Rewrite every line of the part of the listing that opens with the line containing "Where can the tree be" and closes with the line containing "<point>99,99</point>". Multiply each coordinate in the answer points by 2.05 and round to whole numbers with halves rounded up, but leave the sample coordinates in the wording lines unchanged.

Point annotation listing:
┌──

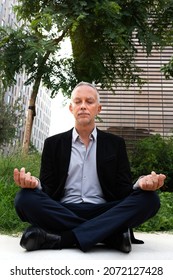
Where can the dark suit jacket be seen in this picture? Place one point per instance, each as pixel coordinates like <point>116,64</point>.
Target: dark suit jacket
<point>112,165</point>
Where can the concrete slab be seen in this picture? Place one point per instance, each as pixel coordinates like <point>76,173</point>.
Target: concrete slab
<point>157,246</point>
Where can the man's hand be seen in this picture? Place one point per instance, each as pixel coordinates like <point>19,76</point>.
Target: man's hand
<point>25,180</point>
<point>152,181</point>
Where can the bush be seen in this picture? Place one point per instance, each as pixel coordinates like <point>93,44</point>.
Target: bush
<point>153,153</point>
<point>9,221</point>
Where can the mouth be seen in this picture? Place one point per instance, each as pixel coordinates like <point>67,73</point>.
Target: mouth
<point>83,114</point>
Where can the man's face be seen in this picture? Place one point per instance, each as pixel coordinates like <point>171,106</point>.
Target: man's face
<point>84,105</point>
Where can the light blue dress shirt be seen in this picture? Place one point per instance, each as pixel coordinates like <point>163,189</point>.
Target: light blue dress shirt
<point>82,184</point>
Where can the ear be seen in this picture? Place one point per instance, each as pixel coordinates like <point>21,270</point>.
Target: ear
<point>99,109</point>
<point>71,108</point>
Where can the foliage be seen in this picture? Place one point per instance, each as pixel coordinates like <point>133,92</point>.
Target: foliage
<point>104,36</point>
<point>153,153</point>
<point>9,221</point>
<point>10,120</point>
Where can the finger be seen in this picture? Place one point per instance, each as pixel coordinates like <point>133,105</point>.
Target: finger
<point>16,176</point>
<point>22,177</point>
<point>27,180</point>
<point>34,182</point>
<point>161,180</point>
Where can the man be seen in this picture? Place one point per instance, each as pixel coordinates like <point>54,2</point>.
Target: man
<point>85,195</point>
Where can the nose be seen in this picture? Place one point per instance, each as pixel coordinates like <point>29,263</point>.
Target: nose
<point>83,105</point>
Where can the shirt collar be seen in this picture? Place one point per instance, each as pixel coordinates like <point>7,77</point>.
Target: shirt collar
<point>75,134</point>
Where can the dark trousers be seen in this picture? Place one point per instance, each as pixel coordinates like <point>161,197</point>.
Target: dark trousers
<point>91,223</point>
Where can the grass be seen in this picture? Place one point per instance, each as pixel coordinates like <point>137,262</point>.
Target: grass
<point>9,221</point>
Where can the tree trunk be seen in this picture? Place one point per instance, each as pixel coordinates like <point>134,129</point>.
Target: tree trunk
<point>28,126</point>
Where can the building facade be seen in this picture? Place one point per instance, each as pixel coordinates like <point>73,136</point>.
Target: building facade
<point>134,113</point>
<point>41,124</point>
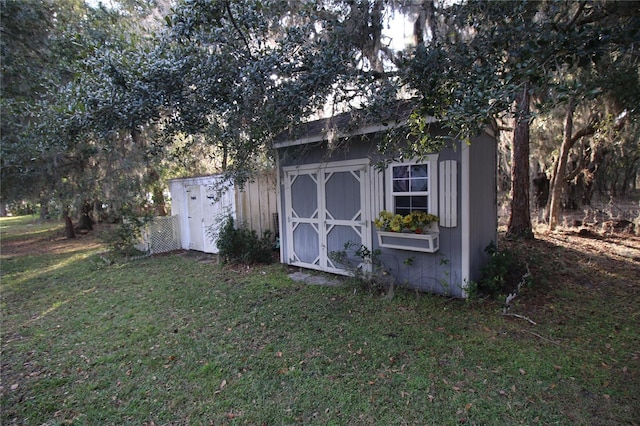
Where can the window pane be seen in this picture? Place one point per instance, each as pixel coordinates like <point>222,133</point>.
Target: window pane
<point>401,185</point>
<point>419,170</point>
<point>419,184</point>
<point>419,203</point>
<point>403,202</point>
<point>400,172</point>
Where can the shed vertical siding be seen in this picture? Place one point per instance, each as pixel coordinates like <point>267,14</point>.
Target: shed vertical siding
<point>256,203</point>
<point>483,202</point>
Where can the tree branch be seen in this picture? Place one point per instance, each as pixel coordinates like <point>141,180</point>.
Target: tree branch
<point>576,15</point>
<point>235,25</point>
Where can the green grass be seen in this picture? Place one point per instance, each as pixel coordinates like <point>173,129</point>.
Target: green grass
<point>171,340</point>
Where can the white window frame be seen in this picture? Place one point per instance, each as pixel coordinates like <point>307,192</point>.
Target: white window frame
<point>432,175</point>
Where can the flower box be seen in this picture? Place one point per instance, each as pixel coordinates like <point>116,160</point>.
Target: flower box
<point>427,242</point>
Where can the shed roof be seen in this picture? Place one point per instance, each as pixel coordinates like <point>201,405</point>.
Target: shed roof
<point>352,123</point>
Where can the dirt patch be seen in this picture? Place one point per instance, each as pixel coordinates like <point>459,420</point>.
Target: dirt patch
<point>53,243</point>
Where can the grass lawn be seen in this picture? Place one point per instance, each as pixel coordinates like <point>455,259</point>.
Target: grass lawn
<point>174,340</point>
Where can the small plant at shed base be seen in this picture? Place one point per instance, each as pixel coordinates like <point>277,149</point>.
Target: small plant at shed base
<point>242,245</point>
<point>365,266</point>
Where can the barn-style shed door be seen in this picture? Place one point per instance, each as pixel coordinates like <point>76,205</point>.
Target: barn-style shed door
<point>326,207</point>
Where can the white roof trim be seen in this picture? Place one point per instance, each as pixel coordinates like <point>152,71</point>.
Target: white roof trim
<point>371,128</point>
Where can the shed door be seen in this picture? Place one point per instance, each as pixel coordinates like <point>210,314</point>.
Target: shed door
<point>194,214</point>
<point>325,207</point>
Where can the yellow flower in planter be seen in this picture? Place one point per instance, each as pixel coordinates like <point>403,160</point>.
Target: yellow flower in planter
<point>415,221</point>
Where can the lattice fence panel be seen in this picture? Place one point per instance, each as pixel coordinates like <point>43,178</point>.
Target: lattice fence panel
<point>163,234</point>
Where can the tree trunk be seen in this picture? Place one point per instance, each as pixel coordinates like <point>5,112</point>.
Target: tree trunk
<point>86,222</point>
<point>68,225</point>
<point>557,181</point>
<point>520,219</point>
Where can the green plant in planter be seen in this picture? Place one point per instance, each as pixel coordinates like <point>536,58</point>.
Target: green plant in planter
<point>416,222</point>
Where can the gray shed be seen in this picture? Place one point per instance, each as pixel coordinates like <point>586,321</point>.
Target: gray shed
<point>331,197</point>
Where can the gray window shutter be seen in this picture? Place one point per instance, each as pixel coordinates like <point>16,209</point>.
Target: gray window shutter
<point>448,193</point>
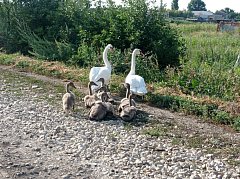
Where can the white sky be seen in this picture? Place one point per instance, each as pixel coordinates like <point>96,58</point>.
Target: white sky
<point>211,5</point>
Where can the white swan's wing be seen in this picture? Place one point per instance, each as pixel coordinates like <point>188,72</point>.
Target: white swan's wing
<point>137,84</point>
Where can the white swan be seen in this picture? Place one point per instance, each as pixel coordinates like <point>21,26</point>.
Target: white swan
<point>101,72</point>
<point>137,83</point>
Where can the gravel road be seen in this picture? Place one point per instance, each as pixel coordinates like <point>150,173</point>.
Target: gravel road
<point>38,141</point>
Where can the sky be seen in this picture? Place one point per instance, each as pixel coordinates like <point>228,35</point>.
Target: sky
<point>211,5</point>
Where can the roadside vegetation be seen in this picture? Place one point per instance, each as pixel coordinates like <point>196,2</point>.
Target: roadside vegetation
<point>188,67</point>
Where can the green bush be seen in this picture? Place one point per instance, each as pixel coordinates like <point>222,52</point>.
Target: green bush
<point>71,30</point>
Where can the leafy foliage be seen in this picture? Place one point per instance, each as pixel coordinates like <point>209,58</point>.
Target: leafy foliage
<point>64,30</point>
<point>174,5</point>
<point>196,5</point>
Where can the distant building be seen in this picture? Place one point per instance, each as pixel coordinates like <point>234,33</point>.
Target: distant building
<point>202,14</point>
<point>207,16</point>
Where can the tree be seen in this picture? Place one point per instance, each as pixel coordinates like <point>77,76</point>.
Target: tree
<point>196,5</point>
<point>175,5</point>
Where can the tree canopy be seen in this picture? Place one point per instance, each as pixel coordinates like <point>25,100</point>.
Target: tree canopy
<point>73,30</point>
<point>174,5</point>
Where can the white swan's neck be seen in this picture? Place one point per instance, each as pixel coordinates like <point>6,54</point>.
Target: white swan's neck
<point>133,64</point>
<point>105,59</point>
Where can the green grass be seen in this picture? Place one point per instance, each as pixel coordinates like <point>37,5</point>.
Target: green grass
<point>205,80</point>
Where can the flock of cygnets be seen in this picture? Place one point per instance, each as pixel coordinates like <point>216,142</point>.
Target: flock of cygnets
<point>99,99</point>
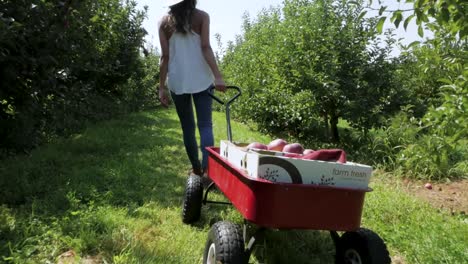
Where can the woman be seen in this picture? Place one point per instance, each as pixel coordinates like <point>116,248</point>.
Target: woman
<point>188,70</point>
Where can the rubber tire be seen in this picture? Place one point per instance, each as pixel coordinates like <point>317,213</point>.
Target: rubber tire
<point>365,245</point>
<point>228,244</point>
<point>193,197</point>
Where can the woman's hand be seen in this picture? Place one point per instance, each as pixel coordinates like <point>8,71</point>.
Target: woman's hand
<point>220,85</point>
<point>163,97</point>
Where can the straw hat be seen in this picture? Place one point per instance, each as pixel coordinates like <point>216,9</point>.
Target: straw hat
<point>173,2</point>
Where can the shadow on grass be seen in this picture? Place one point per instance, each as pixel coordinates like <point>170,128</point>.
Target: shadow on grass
<point>120,162</point>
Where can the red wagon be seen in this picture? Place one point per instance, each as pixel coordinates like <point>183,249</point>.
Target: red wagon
<point>264,204</point>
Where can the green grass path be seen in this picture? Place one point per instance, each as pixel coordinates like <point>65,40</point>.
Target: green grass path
<point>114,192</point>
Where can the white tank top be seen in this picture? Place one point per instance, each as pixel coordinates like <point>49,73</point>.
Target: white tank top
<point>188,70</point>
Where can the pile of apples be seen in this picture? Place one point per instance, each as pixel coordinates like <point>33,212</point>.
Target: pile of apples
<point>281,145</point>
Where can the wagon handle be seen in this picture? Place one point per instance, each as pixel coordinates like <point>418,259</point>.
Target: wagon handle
<point>227,104</point>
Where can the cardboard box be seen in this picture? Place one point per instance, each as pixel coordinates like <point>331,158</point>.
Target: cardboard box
<point>275,167</point>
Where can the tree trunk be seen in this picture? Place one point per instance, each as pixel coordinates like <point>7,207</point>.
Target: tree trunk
<point>334,128</point>
<point>327,125</point>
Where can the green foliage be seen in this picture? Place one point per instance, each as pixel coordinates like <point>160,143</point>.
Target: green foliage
<point>114,193</point>
<point>434,76</point>
<point>450,14</point>
<point>65,62</point>
<point>322,50</point>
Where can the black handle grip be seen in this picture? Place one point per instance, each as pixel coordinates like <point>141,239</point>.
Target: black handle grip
<point>217,99</point>
<point>227,104</point>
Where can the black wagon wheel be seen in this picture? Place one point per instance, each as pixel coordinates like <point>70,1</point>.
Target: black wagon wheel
<point>193,197</point>
<point>225,245</point>
<point>362,247</point>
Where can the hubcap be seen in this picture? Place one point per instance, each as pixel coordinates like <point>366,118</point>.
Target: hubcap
<point>211,258</point>
<point>352,257</point>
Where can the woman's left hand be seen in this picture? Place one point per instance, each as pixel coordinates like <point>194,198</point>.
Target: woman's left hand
<point>163,97</point>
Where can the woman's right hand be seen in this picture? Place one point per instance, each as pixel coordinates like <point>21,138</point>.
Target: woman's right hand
<point>220,85</point>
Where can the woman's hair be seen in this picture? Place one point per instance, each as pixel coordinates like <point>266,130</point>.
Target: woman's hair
<point>181,16</point>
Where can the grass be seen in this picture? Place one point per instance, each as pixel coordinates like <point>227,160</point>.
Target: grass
<point>114,192</point>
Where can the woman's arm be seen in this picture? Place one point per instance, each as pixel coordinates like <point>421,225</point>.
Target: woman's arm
<point>163,65</point>
<point>208,52</point>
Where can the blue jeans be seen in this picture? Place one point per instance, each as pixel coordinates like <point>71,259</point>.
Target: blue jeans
<point>203,107</point>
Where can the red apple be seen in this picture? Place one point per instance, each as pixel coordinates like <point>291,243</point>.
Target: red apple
<point>293,148</point>
<point>257,145</point>
<point>277,144</point>
<point>308,151</point>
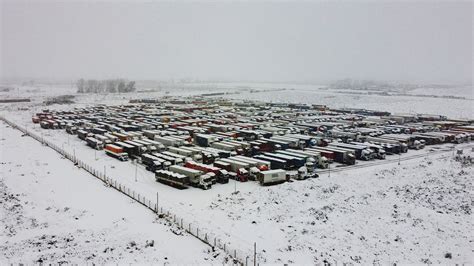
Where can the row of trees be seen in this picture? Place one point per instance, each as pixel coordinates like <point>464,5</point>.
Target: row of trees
<point>109,85</point>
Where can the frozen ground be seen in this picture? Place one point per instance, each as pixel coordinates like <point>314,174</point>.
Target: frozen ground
<point>53,212</point>
<point>419,212</point>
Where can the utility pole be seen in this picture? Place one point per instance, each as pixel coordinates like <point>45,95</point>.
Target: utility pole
<point>157,201</point>
<point>255,254</point>
<point>136,168</point>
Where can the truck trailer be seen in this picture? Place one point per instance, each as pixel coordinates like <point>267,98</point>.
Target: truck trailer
<point>270,177</point>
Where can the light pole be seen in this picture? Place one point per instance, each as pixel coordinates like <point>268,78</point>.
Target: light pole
<point>157,201</point>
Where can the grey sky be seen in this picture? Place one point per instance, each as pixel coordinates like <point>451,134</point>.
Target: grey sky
<point>410,41</point>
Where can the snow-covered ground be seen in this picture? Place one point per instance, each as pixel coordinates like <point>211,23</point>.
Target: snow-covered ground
<point>414,213</point>
<point>53,212</point>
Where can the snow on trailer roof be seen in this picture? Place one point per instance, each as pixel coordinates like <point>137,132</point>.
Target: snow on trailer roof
<point>134,143</point>
<point>270,158</point>
<point>273,171</point>
<point>123,144</point>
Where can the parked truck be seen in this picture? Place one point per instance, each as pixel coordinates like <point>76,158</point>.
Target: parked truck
<point>341,155</point>
<point>275,163</point>
<point>377,150</point>
<point>271,177</point>
<point>173,179</point>
<point>320,161</point>
<point>94,143</point>
<point>153,163</point>
<point>195,155</point>
<point>116,152</point>
<point>221,175</point>
<point>361,152</point>
<point>196,178</point>
<point>239,168</point>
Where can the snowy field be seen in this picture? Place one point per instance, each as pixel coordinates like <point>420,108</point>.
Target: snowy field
<point>53,212</point>
<point>318,94</point>
<point>418,212</point>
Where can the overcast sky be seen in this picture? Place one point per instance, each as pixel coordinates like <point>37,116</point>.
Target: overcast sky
<point>409,41</point>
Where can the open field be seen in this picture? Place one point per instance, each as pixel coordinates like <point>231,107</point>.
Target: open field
<point>54,212</point>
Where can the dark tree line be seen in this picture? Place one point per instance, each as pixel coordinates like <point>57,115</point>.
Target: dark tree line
<point>109,85</point>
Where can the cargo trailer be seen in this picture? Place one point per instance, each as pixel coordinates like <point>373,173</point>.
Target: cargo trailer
<point>94,143</point>
<point>275,163</point>
<point>361,152</point>
<point>116,152</point>
<point>196,178</point>
<point>173,179</point>
<point>341,155</point>
<point>221,175</point>
<point>271,177</point>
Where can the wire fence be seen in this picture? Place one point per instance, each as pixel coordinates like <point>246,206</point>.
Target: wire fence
<point>235,255</point>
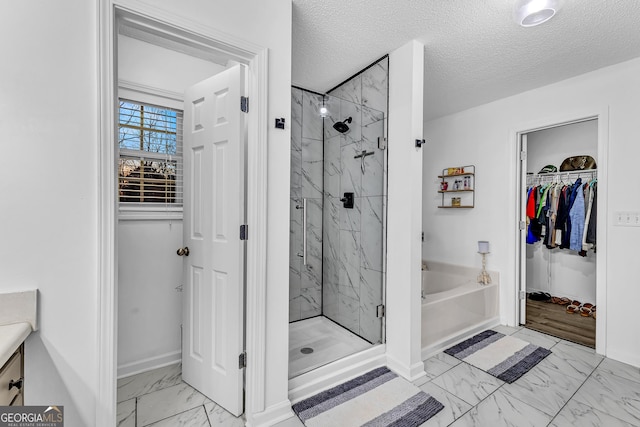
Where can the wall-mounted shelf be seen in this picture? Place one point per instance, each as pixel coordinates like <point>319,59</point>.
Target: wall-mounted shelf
<point>458,180</point>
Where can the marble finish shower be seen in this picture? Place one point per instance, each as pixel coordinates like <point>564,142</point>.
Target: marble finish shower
<point>343,278</point>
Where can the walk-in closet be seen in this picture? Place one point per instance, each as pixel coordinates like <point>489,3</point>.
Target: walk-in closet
<point>560,201</point>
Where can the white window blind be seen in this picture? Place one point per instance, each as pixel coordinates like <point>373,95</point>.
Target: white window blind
<point>150,156</point>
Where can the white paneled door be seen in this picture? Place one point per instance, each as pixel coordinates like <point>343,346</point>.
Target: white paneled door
<point>214,209</point>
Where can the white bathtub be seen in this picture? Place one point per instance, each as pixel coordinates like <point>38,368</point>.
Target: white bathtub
<point>454,305</point>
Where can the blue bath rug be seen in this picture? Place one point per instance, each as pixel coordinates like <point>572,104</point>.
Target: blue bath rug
<point>503,356</point>
<point>378,398</point>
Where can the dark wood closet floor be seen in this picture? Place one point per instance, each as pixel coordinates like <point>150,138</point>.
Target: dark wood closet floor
<point>553,319</point>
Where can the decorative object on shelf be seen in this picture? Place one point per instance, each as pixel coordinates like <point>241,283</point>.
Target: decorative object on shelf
<point>460,179</point>
<point>577,163</point>
<point>483,249</point>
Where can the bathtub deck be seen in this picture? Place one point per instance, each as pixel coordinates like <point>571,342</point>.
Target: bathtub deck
<point>553,319</point>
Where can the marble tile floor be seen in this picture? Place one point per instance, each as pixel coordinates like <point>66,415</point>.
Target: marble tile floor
<point>572,386</point>
<point>160,398</point>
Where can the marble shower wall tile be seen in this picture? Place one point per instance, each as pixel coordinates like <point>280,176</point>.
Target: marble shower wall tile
<point>295,282</point>
<point>375,84</point>
<point>348,310</point>
<point>310,302</point>
<point>330,256</point>
<point>296,174</point>
<point>295,228</point>
<point>312,272</point>
<point>349,261</point>
<point>334,115</point>
<point>369,115</point>
<point>332,167</point>
<point>371,233</point>
<point>312,168</point>
<point>370,298</point>
<point>373,177</point>
<point>350,218</point>
<point>296,116</point>
<point>311,120</point>
<point>296,143</point>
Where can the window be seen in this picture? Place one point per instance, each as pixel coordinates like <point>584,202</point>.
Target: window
<point>150,161</point>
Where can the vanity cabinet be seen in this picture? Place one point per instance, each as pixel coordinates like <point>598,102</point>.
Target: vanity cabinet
<point>11,379</point>
<point>457,187</point>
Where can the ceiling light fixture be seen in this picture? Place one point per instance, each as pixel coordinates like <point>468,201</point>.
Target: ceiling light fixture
<point>530,13</point>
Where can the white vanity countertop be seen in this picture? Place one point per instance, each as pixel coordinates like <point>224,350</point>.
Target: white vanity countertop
<point>18,318</point>
<point>11,336</point>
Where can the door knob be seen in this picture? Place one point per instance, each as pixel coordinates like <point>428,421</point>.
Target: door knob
<point>183,251</point>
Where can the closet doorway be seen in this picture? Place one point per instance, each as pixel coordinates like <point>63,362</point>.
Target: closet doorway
<point>559,221</point>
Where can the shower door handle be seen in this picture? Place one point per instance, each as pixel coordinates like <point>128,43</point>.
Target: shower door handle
<point>304,231</point>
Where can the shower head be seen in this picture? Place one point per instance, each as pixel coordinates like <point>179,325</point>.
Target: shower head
<point>342,126</point>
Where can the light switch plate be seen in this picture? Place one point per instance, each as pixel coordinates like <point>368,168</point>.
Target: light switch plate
<point>627,219</point>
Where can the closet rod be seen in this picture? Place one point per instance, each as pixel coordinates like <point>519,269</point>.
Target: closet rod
<point>551,176</point>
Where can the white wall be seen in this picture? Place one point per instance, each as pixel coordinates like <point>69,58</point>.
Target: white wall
<point>484,136</point>
<point>561,272</point>
<point>48,118</point>
<point>149,307</point>
<point>161,68</point>
<point>404,343</point>
<point>49,113</point>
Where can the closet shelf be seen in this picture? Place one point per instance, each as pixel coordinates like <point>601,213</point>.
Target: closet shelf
<point>456,174</point>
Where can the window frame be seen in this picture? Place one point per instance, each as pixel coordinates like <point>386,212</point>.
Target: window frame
<point>143,94</point>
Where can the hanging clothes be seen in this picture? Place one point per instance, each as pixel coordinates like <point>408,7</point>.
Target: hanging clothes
<point>563,216</point>
<point>576,214</point>
<point>533,233</point>
<point>591,228</point>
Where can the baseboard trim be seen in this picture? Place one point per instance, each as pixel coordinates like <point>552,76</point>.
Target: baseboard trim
<point>148,364</point>
<point>447,342</point>
<point>327,376</point>
<point>270,416</point>
<point>413,373</point>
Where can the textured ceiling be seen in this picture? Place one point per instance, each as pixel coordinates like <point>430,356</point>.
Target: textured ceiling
<point>474,51</point>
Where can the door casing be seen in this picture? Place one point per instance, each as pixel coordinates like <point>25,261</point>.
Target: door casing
<point>232,48</point>
<point>519,259</point>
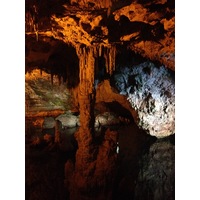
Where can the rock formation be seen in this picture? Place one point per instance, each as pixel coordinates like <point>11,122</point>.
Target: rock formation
<point>79,42</point>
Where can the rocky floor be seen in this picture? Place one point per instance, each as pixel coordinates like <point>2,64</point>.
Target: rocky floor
<point>144,163</point>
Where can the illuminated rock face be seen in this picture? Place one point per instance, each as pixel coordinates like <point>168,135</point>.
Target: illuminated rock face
<point>151,92</point>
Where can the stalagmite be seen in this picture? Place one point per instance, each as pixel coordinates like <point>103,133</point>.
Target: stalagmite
<point>57,131</point>
<point>88,165</point>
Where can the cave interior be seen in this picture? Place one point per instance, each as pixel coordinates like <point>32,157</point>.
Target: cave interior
<point>100,99</point>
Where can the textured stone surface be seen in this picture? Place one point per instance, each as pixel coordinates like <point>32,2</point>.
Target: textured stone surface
<point>151,92</point>
<point>68,120</point>
<point>107,119</point>
<point>49,122</point>
<point>156,179</point>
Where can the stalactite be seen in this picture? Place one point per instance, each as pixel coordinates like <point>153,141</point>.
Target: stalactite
<point>57,131</point>
<point>51,78</point>
<point>109,55</point>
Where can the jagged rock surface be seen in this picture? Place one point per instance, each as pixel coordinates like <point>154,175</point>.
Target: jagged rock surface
<point>156,179</point>
<point>151,92</point>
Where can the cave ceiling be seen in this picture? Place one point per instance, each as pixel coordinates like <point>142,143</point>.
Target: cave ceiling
<point>145,27</point>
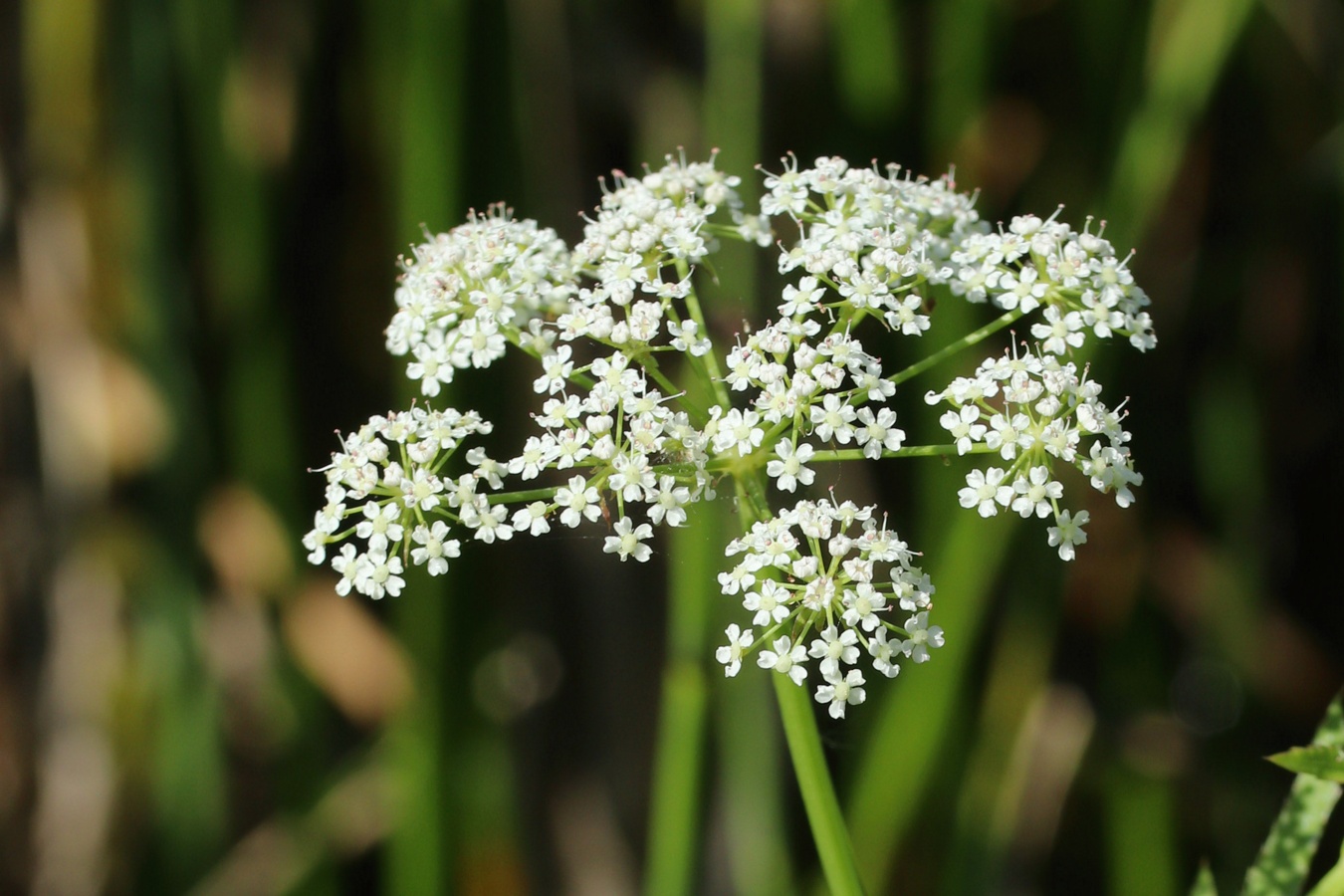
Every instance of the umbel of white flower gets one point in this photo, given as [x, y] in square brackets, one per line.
[640, 410]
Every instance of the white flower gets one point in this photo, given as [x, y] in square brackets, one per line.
[986, 491]
[628, 541]
[833, 648]
[841, 692]
[883, 653]
[531, 519]
[1035, 493]
[771, 603]
[1059, 331]
[862, 607]
[437, 547]
[785, 658]
[833, 421]
[380, 524]
[730, 654]
[557, 369]
[878, 433]
[348, 564]
[787, 470]
[738, 430]
[379, 573]
[1067, 534]
[965, 426]
[922, 637]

└──

▶ COMPLETED TASK:
Where can the tree be seen in this picture? Place one point per instance, each as pixel coordinates like <point>77,76</point>.
Target: tree
<point>402,10</point>
<point>359,10</point>
Where can the tree canopy be seen in this picture? Place one point per instance, each as pixel coordinates like <point>25,100</point>.
Target: tree canopy
<point>150,62</point>
<point>357,10</point>
Where can the white swan's neck be seen in this picture? Place one point per instance, each as pixel coordinates like <point>6,54</point>.
Target: white swan's neck
<point>273,131</point>
<point>215,121</point>
Where can the green grass be seen in this picture? Place one point per instance, each as pixel coordinates like <point>37,5</point>.
Target: green grass
<point>420,164</point>
Where can the flock of cygnets be seen in this picture? Place one point per instance, each as pixel coordinates like <point>216,142</point>.
Target: flock of cygnets
<point>203,203</point>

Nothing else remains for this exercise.